═════ Data lines ═════

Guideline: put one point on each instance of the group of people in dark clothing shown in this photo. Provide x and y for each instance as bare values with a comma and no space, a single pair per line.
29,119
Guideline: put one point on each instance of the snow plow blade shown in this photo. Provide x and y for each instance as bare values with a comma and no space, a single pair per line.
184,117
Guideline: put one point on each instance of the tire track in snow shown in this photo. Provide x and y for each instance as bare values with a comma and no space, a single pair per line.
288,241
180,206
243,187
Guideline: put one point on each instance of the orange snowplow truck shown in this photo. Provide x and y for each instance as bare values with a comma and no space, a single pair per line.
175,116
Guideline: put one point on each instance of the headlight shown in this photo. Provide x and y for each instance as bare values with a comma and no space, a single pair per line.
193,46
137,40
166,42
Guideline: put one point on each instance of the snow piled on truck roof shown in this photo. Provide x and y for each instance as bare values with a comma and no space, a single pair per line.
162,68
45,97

═════
═════ Data lines ═════

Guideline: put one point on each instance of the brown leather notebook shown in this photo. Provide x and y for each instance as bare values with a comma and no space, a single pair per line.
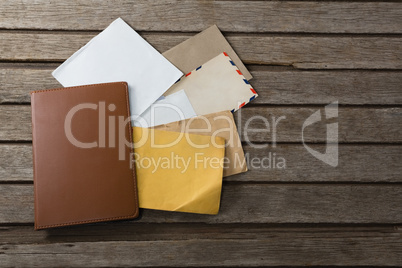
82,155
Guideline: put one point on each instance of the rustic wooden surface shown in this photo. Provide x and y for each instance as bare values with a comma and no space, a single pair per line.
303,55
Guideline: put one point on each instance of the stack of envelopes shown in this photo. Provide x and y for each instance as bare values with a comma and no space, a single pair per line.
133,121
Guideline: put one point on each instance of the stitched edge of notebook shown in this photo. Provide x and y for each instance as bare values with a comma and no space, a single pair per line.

═════
═════ Data lines ═════

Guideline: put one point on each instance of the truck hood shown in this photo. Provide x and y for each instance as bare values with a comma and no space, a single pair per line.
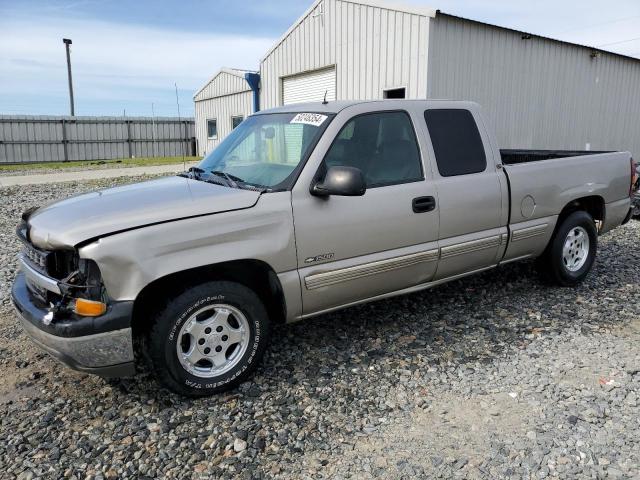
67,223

═════

Locate every line in the records above that contains the string "truck" and copy each such line in full. Case counts.

> [Result below]
Guideline: put one point on each instance of the orange snowplow truck shown in this photo. Provide x and y for each instance as bare values with a comma and no space, a single pair per line.
Guideline: put one point on each instance of the snow piled on truck roof shown in this photo. Provide x and y for each instance as bare values with a comma and no space, a single pair per line.
Guideline: put one point on each instance of the truck hood shown in this photo. Provide x and y for each instance as bare values with a comma and no space, a single pair per line.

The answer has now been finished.